■ Stated task 1
Pick out every line of the records that contains the string "your". Case counts.

■ Extract
Beyond Nuclear Bulletin
November 13, 2025
|
|
|
AT WHAT COST? Make Atoms Great Again
Is President Trump looking to “Make Atoms Great Again” with a national energy policy that financially partners the federal government with private nuclear industry? It starts with $80 billion from the Department of Energy’s loan and grant programs converted into federal equity stakes to support Westinghouse Electric’s expansion of its AP1000 reactor fleet. After Westinghouse clears a profit the government takes its 20% stake from the company’s subsequent profits.
The big question arises with the Energy Secretary Chris Wright’s announcement to an American Nuclear Society’s November conference that most of the DOE entire loan and grant program is going to expand the US domestic reactor fleet. Isn’t this a conflict of interest for independent federal regulatory oversight and licensing?

■ Task input

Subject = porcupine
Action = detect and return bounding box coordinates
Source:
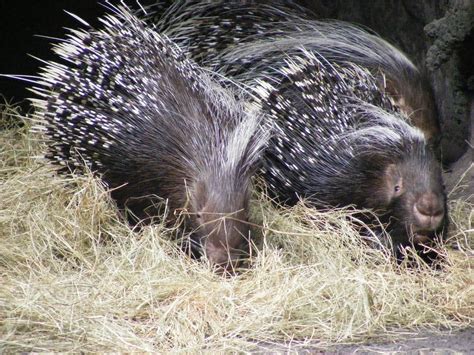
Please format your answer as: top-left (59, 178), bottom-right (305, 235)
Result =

==

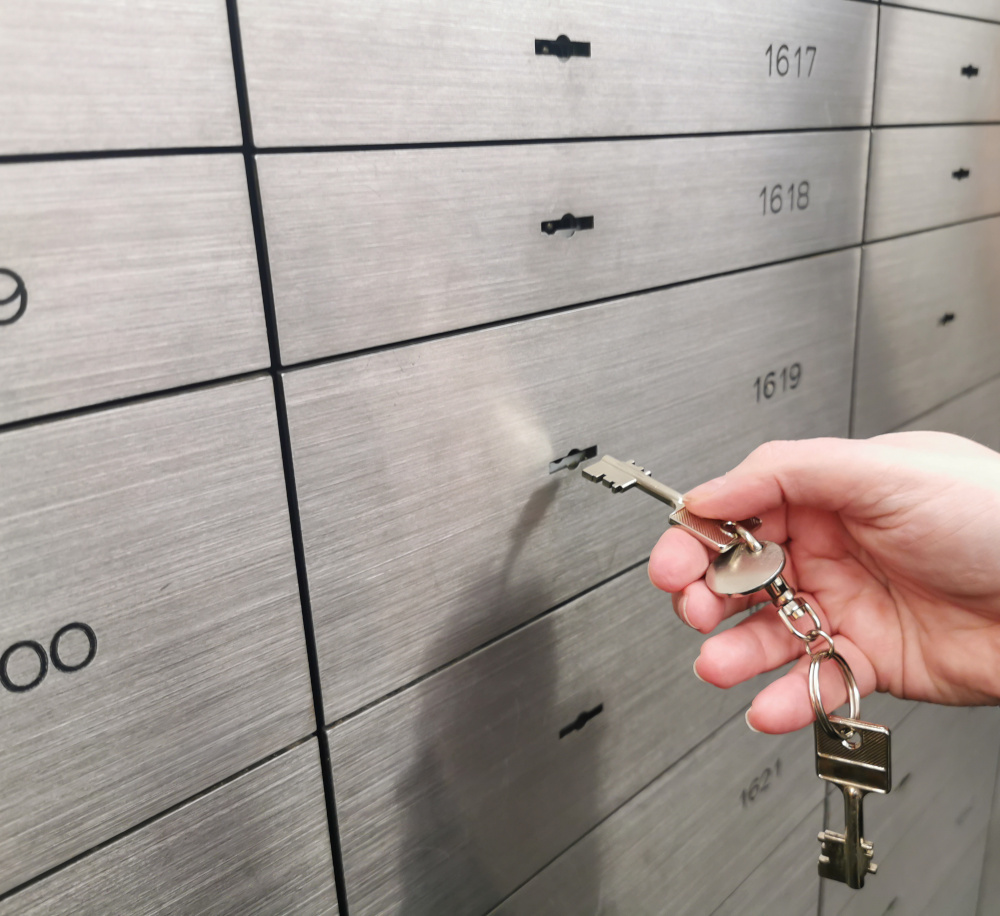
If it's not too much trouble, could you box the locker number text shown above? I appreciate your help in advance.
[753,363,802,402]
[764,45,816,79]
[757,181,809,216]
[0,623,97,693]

■ Stated task 2
Answer these questions from the bulletin on federal nuclear energy policy:
(a) How much money from the Department of Energy's loan and grant programs is converted into federal equity stakes?
(b) What percentage stake does the government take from Westinghouse's subsequent profits?
(c) To whose conference did Energy Secretary Chris Wright make his announcement?

■ Solution 1
Please format your answer as: top-left (59, 178), bottom-right (305, 235)
If it's not too much trouble, could you box the locker number text shown above? I appreciate your help in advance.

■ Solution 2
(a) $80 billion
(b) 20%
(c) An American Nuclear Society's November conference